• _Stored data_
/---

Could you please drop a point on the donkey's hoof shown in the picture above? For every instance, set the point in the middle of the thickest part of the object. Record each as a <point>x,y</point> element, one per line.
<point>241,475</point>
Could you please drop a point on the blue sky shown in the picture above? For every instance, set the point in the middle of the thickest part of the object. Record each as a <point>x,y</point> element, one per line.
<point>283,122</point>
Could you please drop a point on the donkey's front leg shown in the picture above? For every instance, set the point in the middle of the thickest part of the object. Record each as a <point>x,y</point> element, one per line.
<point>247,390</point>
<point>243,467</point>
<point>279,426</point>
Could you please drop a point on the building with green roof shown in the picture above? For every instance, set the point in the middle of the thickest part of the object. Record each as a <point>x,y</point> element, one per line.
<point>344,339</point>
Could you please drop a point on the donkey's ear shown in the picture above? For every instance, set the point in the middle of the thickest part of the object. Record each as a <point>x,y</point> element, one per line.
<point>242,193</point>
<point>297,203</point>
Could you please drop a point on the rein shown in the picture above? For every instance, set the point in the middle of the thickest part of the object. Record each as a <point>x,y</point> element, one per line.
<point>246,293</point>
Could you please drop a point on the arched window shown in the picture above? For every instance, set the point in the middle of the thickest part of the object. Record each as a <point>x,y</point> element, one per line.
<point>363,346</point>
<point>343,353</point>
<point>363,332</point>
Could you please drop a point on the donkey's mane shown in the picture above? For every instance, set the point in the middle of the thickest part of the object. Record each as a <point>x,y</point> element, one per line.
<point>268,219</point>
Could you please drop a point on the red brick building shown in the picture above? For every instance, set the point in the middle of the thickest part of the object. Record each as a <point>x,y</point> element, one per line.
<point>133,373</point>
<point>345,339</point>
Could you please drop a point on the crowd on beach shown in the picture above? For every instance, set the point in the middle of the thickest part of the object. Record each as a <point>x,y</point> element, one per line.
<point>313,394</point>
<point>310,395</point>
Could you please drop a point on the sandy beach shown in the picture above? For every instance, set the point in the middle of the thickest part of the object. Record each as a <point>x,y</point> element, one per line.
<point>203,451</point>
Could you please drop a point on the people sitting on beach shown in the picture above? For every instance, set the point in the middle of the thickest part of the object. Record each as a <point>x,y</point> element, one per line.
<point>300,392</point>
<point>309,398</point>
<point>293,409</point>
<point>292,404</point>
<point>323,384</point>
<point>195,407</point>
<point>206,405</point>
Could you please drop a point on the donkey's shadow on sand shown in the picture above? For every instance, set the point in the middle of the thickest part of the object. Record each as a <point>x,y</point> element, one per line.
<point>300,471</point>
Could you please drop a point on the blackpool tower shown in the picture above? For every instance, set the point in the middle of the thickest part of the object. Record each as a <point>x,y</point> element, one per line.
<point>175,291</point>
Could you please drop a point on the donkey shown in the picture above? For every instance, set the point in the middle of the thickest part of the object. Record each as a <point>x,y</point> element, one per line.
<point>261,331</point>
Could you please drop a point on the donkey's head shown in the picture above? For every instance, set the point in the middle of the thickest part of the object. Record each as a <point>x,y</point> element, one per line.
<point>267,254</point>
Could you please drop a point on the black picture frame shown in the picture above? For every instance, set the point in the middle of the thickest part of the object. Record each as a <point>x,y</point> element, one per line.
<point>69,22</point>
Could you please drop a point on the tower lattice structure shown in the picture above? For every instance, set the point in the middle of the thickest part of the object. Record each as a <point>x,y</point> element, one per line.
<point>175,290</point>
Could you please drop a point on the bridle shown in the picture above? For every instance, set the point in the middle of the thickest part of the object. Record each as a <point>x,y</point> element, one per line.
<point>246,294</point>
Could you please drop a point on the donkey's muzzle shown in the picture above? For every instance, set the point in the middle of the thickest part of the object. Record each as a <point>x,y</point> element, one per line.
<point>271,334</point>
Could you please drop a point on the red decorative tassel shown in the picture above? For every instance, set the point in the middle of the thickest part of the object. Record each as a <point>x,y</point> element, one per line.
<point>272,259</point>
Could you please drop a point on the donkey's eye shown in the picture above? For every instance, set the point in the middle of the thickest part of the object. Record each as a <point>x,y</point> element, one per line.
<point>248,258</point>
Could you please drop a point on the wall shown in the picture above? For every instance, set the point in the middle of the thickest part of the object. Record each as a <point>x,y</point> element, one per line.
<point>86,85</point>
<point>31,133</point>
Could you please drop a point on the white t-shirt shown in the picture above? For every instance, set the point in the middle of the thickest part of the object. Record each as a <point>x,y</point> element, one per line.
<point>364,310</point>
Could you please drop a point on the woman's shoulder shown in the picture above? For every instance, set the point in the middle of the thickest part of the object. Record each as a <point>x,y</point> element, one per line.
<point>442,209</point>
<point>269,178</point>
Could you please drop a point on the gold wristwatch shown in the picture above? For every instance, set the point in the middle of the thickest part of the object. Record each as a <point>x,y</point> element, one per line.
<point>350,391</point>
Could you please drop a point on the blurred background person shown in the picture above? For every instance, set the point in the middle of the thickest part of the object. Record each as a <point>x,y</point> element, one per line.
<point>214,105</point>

\---

• _Short exercise_
Print the material above line for line, without changing a single character.

• _The completed task_
Could you please drop a point on the donkey's hoof shown in the picture above? For every instance, set the point in the middle of the thickest part of the object. Record each as a <point>x,y</point> element, one per line.
<point>241,475</point>
Could you please drop a point on the blue sky shown in the picture above? For every instance, set the point in the middle of the thickest part of the object. Record each as a <point>x,y</point> element, one per line.
<point>283,122</point>
Could you please drop a point on the donkey's front leg shown in the picture above? For every instance, set the point in the middle of the thickest part of the object. Record each as a <point>x,y</point> element, one per line.
<point>247,390</point>
<point>243,467</point>
<point>279,426</point>
Could you please drop a point on the building with green roof shown in the picture above? For every instance, set the point in the middle of the thickest part of the object. Record each as a <point>x,y</point> element, one per line.
<point>344,339</point>
Could you please drop a point on the donkey's ear shown in the picture above? For every instance, set the point in the middle of the thickest part of the object. Record each as a <point>x,y</point> element, one per line.
<point>242,193</point>
<point>297,203</point>
Could you please drop a point on the rein shown in the picture above? For every instance, set the point in the middle of the thickest part of the object. Record each as a <point>x,y</point> element, one per line.
<point>246,293</point>
Could you please drop a point on the arched window shown in the picture above? For every instance, set the point in the middle of the thickest part of the object. Record each as a <point>x,y</point> element, one per line.
<point>363,346</point>
<point>343,353</point>
<point>363,332</point>
Could you please drop a point on the donkey's mane shown in the picture above? For every instance, set the point in the middle of the thickest part of the object. Record each as a <point>x,y</point> element, one per line.
<point>268,219</point>
Could you please drop a point on the red brick building shown in the picture above? For every instance, set the point in the middle of the thickest part of the object. Record each as a <point>x,y</point> element, one per line.
<point>133,373</point>
<point>345,339</point>
Could you please drop a point on the crowd on beach shown in the picture above? For every instance, set the point in the middle of the thickest part of the object. Record each as a <point>x,y</point> element, one per line.
<point>313,394</point>
<point>310,395</point>
Could you please drop a point on the sandy beach shown in the picture above? For every instance, set the point in the middle of the thickest part of the object. Record each as a <point>x,y</point> element, one per line.
<point>203,451</point>
Could you please drop a point on the people sitting on beach shown in the picture above? For every instance, set the point in the middle of the thickest part of the object. Record each as a <point>x,y</point> element, one per line.
<point>300,392</point>
<point>309,398</point>
<point>293,409</point>
<point>292,404</point>
<point>323,384</point>
<point>195,407</point>
<point>206,405</point>
Could you please drop a point on the donkey's shadow on sand shown in the picture above? For every instance, set the point in the middle of the thickest part of the object. Record each as a <point>x,y</point> element, one per line.
<point>300,471</point>
Could you please drop a point on the blackpool tower shown in the picture above? For every instance, set the point in the middle of the thickest part of the object. Record each as a <point>x,y</point> element, one per line.
<point>175,291</point>
Could you please drop a point on the donkey shown in the picture above? For every instance, set the point in the middle of the thickest part of the object. Record each as a <point>x,y</point> element, one per line.
<point>261,331</point>
Could you please drop a point on the donkey's head shown in the picture above? For every instance, set the point in the middle of the thickest part of the object. Record each as a <point>x,y</point> element, one per line.
<point>267,254</point>
Could you please drop a point on the black picture frame shown in the picture above? For every instance, set the point in the middle of the thickest part of the object. Record each as a <point>x,y</point> element, one per line.
<point>69,22</point>
Could you please drop a point on the tower lattice structure shown in the picture above? For every instance, set the point in the middle of the thickest part of the object. Record each as a <point>x,y</point> element, one per line.
<point>175,290</point>
Could you please drop a point on the bridle shown in the picture above? For every instance, set the point in the middle of the thickest part of the object. Record each as a <point>x,y</point> element, one per line.
<point>246,294</point>
Could you please drop a point on the donkey's muzzle shown in the picture above? For every instance, set the point in the middle of the thickest part of the object. Record each as a <point>x,y</point> element, one per line.
<point>271,334</point>
Could you please drop a point on the red decorative tassel shown in the picture above? For every instance, set the point in the middle of the thickest part of the object. Record each as a <point>x,y</point> element, one per line.
<point>272,259</point>
Could you please drop a point on the donkey's eye shown in the picture above? For every instance, set the point in the middle of the thickest part of the object. Record each as a <point>x,y</point> element, one per line.
<point>248,258</point>
Could you please drop a point on the wall shown in the picture above? For every instance, set the point in the middle of the thickest part of the object. Record each as a <point>x,y</point> element, one per line.
<point>86,85</point>
<point>31,133</point>
Could you please drop a point on the white t-shirt shown in the picture above? For every instance, set the point in the middle of the thickest part of the object. Record each as a <point>x,y</point> element, one per line.
<point>364,310</point>
Could you please drop a point on the woman's shoulder shown in the picture above? For every instance, set the point in the middle of the thickest part of the object. Record each as a <point>x,y</point> element, one per line.
<point>442,209</point>
<point>269,178</point>
Could you please drop a point on the gold wristwatch shown in the picture above? For every instance, set the point in the middle of the thickest part of the object. Record each as a <point>x,y</point> element, one per line.
<point>350,391</point>
Could you please drop a point on the blurred background person shown in the picture above? For every instance, set the point in the middle of the thickest part of the object. Record each as a <point>x,y</point> element, one per line.
<point>214,105</point>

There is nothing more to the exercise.